- _WHAT YOU WILL DO_
Copy the entries exactly. Their pictures do not belong in the copy.

Free-text object descriptions
^^^^
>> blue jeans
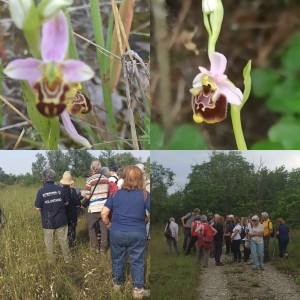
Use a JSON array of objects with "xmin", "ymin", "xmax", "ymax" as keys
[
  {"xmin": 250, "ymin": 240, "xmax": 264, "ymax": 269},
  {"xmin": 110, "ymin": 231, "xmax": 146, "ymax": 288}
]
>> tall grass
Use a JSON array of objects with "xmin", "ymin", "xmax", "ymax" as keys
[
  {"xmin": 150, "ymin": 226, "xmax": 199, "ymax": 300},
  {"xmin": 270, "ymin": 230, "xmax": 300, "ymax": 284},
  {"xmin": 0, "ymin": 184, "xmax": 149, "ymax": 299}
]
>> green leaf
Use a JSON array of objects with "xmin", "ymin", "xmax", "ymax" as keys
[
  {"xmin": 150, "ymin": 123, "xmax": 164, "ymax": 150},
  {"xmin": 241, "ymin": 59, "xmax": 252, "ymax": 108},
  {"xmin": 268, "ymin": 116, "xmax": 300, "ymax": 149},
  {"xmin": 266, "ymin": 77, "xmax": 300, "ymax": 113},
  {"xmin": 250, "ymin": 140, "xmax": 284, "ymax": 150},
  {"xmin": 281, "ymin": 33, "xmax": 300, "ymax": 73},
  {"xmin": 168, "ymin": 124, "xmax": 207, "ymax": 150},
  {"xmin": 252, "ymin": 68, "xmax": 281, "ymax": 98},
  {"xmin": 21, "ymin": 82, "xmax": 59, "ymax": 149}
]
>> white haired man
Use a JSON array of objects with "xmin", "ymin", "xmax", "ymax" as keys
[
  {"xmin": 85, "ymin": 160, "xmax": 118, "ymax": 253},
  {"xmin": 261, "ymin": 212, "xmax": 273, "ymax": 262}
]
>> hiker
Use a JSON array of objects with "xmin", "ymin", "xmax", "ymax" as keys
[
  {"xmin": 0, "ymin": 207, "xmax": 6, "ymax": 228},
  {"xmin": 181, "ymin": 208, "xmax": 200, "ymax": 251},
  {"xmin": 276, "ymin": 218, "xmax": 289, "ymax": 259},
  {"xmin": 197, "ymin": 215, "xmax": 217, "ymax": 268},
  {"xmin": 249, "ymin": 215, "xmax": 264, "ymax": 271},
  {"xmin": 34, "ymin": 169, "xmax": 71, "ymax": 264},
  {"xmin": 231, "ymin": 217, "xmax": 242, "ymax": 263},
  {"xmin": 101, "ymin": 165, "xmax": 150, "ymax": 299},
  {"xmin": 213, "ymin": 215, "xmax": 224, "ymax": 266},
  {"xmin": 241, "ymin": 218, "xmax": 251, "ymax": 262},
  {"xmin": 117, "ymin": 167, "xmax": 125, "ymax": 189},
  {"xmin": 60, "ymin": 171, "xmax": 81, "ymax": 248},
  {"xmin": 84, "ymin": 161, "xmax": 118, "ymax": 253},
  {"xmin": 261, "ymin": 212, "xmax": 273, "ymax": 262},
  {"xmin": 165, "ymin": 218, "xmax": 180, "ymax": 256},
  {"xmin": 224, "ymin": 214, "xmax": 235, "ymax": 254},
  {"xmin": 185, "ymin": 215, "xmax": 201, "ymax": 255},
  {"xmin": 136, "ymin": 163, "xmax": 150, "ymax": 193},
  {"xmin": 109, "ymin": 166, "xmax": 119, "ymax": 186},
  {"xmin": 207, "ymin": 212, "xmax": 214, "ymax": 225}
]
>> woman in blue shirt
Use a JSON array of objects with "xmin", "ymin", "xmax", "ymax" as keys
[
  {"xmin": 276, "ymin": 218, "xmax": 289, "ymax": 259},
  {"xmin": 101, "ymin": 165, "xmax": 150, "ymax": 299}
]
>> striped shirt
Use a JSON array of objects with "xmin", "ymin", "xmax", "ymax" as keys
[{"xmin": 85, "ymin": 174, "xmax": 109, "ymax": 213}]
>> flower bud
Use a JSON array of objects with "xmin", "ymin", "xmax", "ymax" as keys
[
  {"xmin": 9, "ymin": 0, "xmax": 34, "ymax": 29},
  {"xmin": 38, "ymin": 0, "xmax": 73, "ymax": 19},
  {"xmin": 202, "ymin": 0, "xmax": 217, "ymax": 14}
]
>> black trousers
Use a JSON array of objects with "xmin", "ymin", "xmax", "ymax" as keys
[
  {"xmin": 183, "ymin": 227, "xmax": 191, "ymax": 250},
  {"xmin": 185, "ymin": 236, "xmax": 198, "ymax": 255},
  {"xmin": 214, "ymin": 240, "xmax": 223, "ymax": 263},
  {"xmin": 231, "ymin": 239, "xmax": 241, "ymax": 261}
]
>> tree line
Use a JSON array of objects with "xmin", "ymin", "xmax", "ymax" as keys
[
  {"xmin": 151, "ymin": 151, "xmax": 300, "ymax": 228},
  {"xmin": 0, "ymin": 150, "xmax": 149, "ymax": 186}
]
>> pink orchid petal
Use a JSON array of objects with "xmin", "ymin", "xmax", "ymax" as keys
^^^^
- _EXPECTED OUTPUT_
>> blue jeans
Use a JSON array of objects with "xmin", "ymin", "xmax", "ymax" as keys
[
  {"xmin": 250, "ymin": 240, "xmax": 264, "ymax": 269},
  {"xmin": 110, "ymin": 231, "xmax": 146, "ymax": 288}
]
>> tall grass
Use a JSON array of objects with "xmin", "ymin", "xmax", "ymax" as keys
[
  {"xmin": 150, "ymin": 226, "xmax": 199, "ymax": 300},
  {"xmin": 270, "ymin": 230, "xmax": 300, "ymax": 284},
  {"xmin": 0, "ymin": 184, "xmax": 149, "ymax": 299}
]
>> green leaf
Use a JSON array of objects with "xmin", "ymin", "xmax", "ymax" as keys
[
  {"xmin": 150, "ymin": 123, "xmax": 164, "ymax": 150},
  {"xmin": 241, "ymin": 59, "xmax": 252, "ymax": 108},
  {"xmin": 268, "ymin": 116, "xmax": 300, "ymax": 149},
  {"xmin": 266, "ymin": 77, "xmax": 300, "ymax": 113},
  {"xmin": 250, "ymin": 140, "xmax": 284, "ymax": 150},
  {"xmin": 281, "ymin": 33, "xmax": 300, "ymax": 73},
  {"xmin": 168, "ymin": 124, "xmax": 207, "ymax": 150},
  {"xmin": 252, "ymin": 68, "xmax": 281, "ymax": 98},
  {"xmin": 21, "ymin": 82, "xmax": 59, "ymax": 149}
]
>> white haired man
Use a JSON array of objects with "xmin", "ymin", "xmax", "ymax" as keys
[
  {"xmin": 85, "ymin": 160, "xmax": 118, "ymax": 253},
  {"xmin": 261, "ymin": 212, "xmax": 273, "ymax": 262}
]
>> hiker
Use a JSON array of objects with "xmin", "ymin", "xmax", "ymax" as keys
[
  {"xmin": 0, "ymin": 207, "xmax": 6, "ymax": 228},
  {"xmin": 181, "ymin": 208, "xmax": 200, "ymax": 251},
  {"xmin": 276, "ymin": 218, "xmax": 289, "ymax": 259},
  {"xmin": 197, "ymin": 215, "xmax": 217, "ymax": 268},
  {"xmin": 249, "ymin": 215, "xmax": 264, "ymax": 271},
  {"xmin": 34, "ymin": 169, "xmax": 71, "ymax": 264},
  {"xmin": 231, "ymin": 217, "xmax": 242, "ymax": 263},
  {"xmin": 101, "ymin": 165, "xmax": 150, "ymax": 299},
  {"xmin": 213, "ymin": 215, "xmax": 224, "ymax": 266},
  {"xmin": 241, "ymin": 218, "xmax": 251, "ymax": 262},
  {"xmin": 117, "ymin": 167, "xmax": 125, "ymax": 189},
  {"xmin": 60, "ymin": 171, "xmax": 81, "ymax": 248},
  {"xmin": 84, "ymin": 161, "xmax": 118, "ymax": 253},
  {"xmin": 261, "ymin": 212, "xmax": 273, "ymax": 262},
  {"xmin": 165, "ymin": 218, "xmax": 180, "ymax": 256},
  {"xmin": 224, "ymin": 214, "xmax": 235, "ymax": 254},
  {"xmin": 185, "ymin": 215, "xmax": 201, "ymax": 255},
  {"xmin": 136, "ymin": 163, "xmax": 150, "ymax": 193},
  {"xmin": 109, "ymin": 166, "xmax": 119, "ymax": 186},
  {"xmin": 207, "ymin": 212, "xmax": 214, "ymax": 225}
]
>> woman in blue shirt
Use a JSON array of objects with "xmin", "ymin", "xmax", "ymax" as keys
[
  {"xmin": 276, "ymin": 218, "xmax": 289, "ymax": 259},
  {"xmin": 101, "ymin": 165, "xmax": 150, "ymax": 299}
]
>> striped shirt
Use a JSON array of objects with "xmin", "ymin", "xmax", "ymax" as keys
[{"xmin": 85, "ymin": 174, "xmax": 109, "ymax": 213}]
>> flower bud
Use a JSON array of objects with "xmin", "ymin", "xmax", "ymax" as keys
[
  {"xmin": 9, "ymin": 0, "xmax": 34, "ymax": 29},
  {"xmin": 38, "ymin": 0, "xmax": 73, "ymax": 19},
  {"xmin": 202, "ymin": 0, "xmax": 217, "ymax": 14}
]
>> black trousers
Use a JSON array of objects with "xmin", "ymin", "xmax", "ymax" as keys
[
  {"xmin": 183, "ymin": 227, "xmax": 191, "ymax": 250},
  {"xmin": 185, "ymin": 236, "xmax": 198, "ymax": 255},
  {"xmin": 214, "ymin": 240, "xmax": 223, "ymax": 263},
  {"xmin": 231, "ymin": 239, "xmax": 241, "ymax": 261}
]
>> tree line
Use a JSON array of objects with "xmin", "ymin", "xmax", "ymax" as keys
[
  {"xmin": 151, "ymin": 151, "xmax": 300, "ymax": 228},
  {"xmin": 0, "ymin": 150, "xmax": 149, "ymax": 186}
]
>> pink orchid petal
Use a JSON array of objects with "xmin", "ymin", "xmax", "ymax" as keys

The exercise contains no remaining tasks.